**Prompt 1:** Copy out, unchanged, the records from the line containing "Box sky for me." through the line containing "[7,39,20,48]".

═══

Skip to content

LWT 3.2.0: Shell-free mobile client, security hardening, and the Kids' Library

Latest

Choose a tag to compare

@HugoFara HugoFara released this 23 Jun 14:35
· 5 commits to main since this release

A feature release built around two themes: making LWT a real backend for a shell-free mobile client, and a broad, methodical security-hardening pass across the auth, upload, and fetch surfaces. Plus a new source of easy reading material, the Global Digital Library.

Highlights

Shell-free / mobile client
The web shell is no longer required to render the app. The global navbar, the reader chrome (book navigation + audio player), and UI translations are now served from the REST API and rendered client-side, and the review surface and feedback sounds are bundled. A packaged client can choose its server, register and log in in-app, and keep its session alive with proactive token refresh (with a clean 401 teardown). This is what the Lukaisu Android client connects to.

New text source: the Global Digital Library ("Kids' Library")
Browse and search openly-licensed (CC-BY / CC-BY-SA) children's and early-grade readers — including StoryWeaver content — straight from the New Text page, filling the gap in easy texts that Gutenberg and Wikisource leave. Books import via ePUB extraction, image-only picture books are rejected, and difficulty tiers come from GDL's reading levels. The home page shows beginner-aware GDL suggestions: low-vocabulary readers see the easy books first, advanced readers see them below the classics.

Registration without email + recovery code + captcha
The username is now the unique identity, so sign-up needs only a username + password. Email becomes an optional recovery channel. Email-less accounts get a one-time recovery code (shown once, with a /password/recover reset flow that rotates on use). Registration is protected by a self-hosted ALTCHA proof-of-work captcha (no third-party service, no user puzzle; ALTCHA_ENABLED / ALTCHA_HMAC_KEY), plus a honeypot and submission-timing check.

StarDict dictionary uploads via archives (#233)
The import form now accepts .zip, .tar.gz, .tar.bz2, .tar.xz, and .tgz containing the StarDict triplet, and FreeDict downloads import directly. Extraction is shared via a new ArchiveExtractor (zip-bomb cap, path-traversal guard, automatic cleanup).

Security hardening

A multi-phase audit closed a wide range of issues, each with regression tests:

  • XSS: fixed json_encode-into-<script> breakouts (missing JSON_HEX_TAG | JSON_HEX_AMP), DOM sinks in the word popup / tooltips / Glosbe translations, and the addslashes-into-attribute anti-pattern (feed browse, confirm dialogs).
  • CSRF: added real CSRF enforcement to the auth POST endpoints (/login, /register, /password/*, email re-verification) and fixed bulk vocabulary / texts actions that posted without a token.
  • Auth: open-redirect fix on auth_redirect, timing-safe OAuth state comparison, and invalidation of remember-me + API tokens on password change/reset.
  • Authz / IDOR: cross-table ownership guards on dictionaries, feeds, and sentence lookups (languageBelongsToCurrentUser).
  • SSRF: outbound fetches (RSS, web/article extractors, Gutenberg, Wiktionary) now route through a central safeHttpGet that disables stream-level redirects and re-validates every hop.

═══

**Prompt 2:** In the release notes, what two things does sign-up now require?

═══

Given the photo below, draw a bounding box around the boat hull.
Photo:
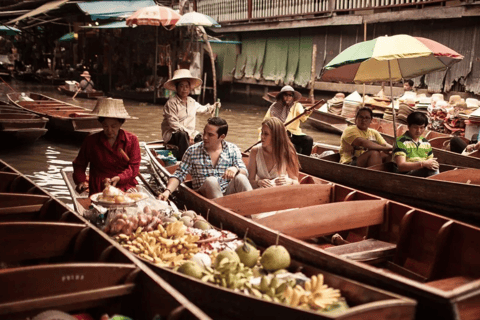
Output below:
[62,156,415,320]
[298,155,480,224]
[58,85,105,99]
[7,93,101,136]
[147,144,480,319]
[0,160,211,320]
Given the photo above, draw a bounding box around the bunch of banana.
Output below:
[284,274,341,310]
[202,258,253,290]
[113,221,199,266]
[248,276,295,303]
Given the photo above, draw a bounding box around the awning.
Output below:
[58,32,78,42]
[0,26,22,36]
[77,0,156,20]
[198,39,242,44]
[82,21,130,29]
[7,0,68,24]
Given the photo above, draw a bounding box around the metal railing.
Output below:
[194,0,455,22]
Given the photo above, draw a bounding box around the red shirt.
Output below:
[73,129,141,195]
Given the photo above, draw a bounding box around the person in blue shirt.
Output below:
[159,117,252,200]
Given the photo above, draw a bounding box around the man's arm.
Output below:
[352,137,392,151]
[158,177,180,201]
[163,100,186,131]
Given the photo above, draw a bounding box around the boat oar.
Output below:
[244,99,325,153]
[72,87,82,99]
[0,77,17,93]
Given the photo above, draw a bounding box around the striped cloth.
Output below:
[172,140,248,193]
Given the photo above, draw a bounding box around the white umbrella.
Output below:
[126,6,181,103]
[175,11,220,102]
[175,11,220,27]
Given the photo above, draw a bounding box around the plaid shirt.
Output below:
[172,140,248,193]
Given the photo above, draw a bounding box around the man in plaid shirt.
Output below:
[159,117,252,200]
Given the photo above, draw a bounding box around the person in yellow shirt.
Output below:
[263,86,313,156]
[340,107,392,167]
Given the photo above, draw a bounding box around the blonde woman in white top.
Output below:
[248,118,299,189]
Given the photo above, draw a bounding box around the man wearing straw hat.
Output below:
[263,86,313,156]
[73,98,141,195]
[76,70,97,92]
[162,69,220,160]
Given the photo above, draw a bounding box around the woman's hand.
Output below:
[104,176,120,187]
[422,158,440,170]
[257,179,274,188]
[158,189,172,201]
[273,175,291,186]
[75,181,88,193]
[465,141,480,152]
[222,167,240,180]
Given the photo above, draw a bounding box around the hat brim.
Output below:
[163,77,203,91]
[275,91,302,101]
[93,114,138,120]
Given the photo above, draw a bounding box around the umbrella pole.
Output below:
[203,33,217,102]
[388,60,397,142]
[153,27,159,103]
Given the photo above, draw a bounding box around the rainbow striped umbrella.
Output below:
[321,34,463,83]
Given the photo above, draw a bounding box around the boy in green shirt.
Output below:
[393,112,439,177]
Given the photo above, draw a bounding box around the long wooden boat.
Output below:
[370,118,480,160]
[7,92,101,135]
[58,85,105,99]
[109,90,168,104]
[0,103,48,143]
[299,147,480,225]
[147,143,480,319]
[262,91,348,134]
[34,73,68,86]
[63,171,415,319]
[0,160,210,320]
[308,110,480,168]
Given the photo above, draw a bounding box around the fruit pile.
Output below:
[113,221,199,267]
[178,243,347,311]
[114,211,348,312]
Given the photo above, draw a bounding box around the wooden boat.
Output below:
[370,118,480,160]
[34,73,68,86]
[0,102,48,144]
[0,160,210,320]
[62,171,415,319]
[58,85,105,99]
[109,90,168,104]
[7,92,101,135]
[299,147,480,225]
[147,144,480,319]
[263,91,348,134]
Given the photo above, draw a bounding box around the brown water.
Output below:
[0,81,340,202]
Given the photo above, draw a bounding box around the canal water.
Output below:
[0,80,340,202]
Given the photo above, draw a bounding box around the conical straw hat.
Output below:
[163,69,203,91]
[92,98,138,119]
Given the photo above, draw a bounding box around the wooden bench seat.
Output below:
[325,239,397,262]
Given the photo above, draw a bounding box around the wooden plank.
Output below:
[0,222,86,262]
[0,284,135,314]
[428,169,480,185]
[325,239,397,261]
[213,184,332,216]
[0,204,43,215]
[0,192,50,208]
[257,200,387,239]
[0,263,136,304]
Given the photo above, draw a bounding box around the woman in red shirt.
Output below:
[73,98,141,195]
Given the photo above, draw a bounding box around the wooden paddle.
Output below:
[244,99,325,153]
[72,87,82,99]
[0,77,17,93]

═══

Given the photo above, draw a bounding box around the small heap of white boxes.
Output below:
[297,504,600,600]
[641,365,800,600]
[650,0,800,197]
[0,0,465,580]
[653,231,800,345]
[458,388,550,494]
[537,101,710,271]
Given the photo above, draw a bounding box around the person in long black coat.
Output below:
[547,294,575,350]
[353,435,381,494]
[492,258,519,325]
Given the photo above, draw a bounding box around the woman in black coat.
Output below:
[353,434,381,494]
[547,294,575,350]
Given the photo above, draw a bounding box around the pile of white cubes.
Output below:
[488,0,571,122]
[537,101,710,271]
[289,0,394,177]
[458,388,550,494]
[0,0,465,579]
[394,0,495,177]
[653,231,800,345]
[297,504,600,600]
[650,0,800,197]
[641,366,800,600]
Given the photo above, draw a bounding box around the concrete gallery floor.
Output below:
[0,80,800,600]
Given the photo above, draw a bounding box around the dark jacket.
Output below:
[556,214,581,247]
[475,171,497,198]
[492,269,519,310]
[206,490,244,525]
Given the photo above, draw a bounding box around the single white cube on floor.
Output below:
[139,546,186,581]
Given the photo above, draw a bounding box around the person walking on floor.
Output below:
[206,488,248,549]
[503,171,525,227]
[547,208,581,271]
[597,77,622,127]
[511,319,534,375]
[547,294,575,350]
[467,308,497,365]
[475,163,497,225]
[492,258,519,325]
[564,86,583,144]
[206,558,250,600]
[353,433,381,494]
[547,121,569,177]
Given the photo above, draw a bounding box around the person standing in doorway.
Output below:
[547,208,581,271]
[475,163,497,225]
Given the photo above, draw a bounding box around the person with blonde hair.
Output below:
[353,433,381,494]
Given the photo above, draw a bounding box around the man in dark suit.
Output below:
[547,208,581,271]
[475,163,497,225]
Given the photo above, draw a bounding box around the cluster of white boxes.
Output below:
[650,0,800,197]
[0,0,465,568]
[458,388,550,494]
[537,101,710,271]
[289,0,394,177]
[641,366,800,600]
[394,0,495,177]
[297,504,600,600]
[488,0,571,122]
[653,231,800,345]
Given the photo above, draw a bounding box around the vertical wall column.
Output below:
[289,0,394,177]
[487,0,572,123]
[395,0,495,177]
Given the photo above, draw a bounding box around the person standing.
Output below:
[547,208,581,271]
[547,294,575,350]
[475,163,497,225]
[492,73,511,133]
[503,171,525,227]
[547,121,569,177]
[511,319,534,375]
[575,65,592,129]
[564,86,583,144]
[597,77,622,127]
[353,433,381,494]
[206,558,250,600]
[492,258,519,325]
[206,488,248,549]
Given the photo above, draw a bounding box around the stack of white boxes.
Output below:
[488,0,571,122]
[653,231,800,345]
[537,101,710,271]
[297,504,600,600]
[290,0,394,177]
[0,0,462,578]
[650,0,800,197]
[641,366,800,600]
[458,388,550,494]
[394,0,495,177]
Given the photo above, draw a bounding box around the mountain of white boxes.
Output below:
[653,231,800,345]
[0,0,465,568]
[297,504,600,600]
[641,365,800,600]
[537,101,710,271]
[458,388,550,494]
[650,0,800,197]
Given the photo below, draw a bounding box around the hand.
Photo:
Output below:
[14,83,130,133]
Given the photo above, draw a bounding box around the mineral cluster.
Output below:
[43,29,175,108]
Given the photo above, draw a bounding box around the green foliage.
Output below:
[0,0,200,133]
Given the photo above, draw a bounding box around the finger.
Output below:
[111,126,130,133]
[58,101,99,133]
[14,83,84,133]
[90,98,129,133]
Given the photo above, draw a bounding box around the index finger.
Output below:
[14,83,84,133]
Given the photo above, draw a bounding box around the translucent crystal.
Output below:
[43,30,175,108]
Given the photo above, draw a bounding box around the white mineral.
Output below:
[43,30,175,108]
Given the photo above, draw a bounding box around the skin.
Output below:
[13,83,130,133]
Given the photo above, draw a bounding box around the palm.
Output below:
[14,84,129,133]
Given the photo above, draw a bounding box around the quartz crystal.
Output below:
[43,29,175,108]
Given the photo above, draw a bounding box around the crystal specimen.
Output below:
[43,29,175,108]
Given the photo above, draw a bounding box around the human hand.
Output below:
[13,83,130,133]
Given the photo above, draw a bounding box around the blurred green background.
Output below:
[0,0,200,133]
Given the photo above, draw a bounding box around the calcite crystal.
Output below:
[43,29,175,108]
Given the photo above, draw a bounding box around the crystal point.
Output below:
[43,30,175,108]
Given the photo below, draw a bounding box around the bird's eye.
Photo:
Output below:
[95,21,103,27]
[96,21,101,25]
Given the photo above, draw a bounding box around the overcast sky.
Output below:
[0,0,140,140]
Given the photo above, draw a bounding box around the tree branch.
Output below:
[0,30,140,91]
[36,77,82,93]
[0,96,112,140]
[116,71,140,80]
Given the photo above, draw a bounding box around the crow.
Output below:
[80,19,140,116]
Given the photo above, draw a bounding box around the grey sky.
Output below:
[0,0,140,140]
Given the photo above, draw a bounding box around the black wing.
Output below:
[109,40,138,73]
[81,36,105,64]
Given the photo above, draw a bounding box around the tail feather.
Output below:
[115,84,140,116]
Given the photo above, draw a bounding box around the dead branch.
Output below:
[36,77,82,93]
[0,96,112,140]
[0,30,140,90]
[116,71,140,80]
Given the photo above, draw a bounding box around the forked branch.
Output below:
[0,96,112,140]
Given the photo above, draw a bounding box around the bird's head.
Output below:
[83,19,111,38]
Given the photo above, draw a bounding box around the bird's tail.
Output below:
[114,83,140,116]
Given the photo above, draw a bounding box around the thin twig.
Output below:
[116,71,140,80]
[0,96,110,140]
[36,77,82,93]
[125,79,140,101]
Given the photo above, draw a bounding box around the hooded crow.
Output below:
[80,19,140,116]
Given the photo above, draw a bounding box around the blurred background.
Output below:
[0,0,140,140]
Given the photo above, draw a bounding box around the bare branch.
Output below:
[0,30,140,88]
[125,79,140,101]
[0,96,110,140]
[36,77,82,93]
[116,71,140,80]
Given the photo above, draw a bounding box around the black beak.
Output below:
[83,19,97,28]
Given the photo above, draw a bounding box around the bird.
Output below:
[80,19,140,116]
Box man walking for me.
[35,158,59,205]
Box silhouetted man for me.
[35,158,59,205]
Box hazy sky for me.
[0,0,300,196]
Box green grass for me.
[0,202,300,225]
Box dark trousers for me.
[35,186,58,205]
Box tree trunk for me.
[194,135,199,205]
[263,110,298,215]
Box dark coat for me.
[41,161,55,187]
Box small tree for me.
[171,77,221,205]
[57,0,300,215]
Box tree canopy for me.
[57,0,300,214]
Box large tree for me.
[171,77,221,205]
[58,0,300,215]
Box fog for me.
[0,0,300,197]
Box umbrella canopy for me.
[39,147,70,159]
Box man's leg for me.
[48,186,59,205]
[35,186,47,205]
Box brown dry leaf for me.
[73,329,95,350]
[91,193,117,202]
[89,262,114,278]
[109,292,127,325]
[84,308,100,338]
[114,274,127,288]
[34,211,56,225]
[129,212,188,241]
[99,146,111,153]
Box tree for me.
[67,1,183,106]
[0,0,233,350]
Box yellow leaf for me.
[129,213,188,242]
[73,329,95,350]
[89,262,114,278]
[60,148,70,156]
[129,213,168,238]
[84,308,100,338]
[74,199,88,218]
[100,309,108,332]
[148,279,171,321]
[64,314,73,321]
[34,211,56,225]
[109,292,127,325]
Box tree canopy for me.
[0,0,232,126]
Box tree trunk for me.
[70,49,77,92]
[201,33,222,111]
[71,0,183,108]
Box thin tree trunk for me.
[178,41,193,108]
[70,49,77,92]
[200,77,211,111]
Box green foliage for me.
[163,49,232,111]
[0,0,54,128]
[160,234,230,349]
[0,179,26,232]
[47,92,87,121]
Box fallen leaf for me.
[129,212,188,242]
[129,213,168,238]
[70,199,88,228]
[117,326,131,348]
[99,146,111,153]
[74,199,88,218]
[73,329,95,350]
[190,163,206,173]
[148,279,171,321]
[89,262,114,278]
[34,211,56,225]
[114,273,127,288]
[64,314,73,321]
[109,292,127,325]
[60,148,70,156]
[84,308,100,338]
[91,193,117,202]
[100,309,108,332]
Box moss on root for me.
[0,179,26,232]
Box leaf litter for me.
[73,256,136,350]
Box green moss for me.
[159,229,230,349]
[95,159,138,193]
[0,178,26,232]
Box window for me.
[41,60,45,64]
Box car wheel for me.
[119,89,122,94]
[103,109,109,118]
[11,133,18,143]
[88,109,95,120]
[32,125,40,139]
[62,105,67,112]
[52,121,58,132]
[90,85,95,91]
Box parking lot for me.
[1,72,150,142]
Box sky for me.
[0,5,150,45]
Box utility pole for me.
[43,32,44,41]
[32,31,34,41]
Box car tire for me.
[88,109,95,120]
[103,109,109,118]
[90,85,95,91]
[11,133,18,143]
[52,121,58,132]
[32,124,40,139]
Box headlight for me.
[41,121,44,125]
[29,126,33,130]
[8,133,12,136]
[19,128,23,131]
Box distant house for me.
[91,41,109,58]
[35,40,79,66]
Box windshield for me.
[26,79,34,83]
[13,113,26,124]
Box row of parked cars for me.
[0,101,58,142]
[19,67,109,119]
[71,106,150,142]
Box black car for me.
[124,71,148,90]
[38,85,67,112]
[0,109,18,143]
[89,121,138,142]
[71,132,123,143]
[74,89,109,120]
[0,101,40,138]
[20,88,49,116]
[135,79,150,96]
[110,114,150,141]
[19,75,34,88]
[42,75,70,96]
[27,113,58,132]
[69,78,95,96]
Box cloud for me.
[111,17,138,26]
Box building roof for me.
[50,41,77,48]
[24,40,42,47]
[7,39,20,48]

═══

**Correct response 1:**
Box sky for me.
[0,5,150,45]
Box utility pole for me.
[43,32,44,41]
[32,31,34,41]
Box car tire for me.
[88,109,95,120]
[103,109,109,118]
[90,85,95,91]
[11,133,18,143]
[52,121,58,132]
[32,124,40,139]
Box headlight for me.
[41,121,44,125]
[29,126,33,130]
[8,133,12,136]
[19,128,23,131]
Box distant house for me.
[91,41,109,58]
[35,40,79,66]
Box windshield for me.
[26,79,34,83]
[13,113,26,124]
Box row of parked cars for me.
[0,101,58,142]
[19,67,109,119]
[71,106,150,142]
Box black car for me.
[124,71,148,90]
[38,85,67,112]
[0,109,18,143]
[89,121,138,142]
[71,132,123,143]
[74,89,109,120]
[0,101,40,138]
[20,88,49,116]
[135,79,150,96]
[110,114,150,141]
[19,75,34,88]
[42,75,70,96]
[27,113,58,132]
[69,78,95,96]
Box cloud for me.
[111,17,138,26]
Box building roof for me.
[50,41,77,48]
[24,40,42,47]
[7,39,20,48]

**Correct response 2:** A username and a password.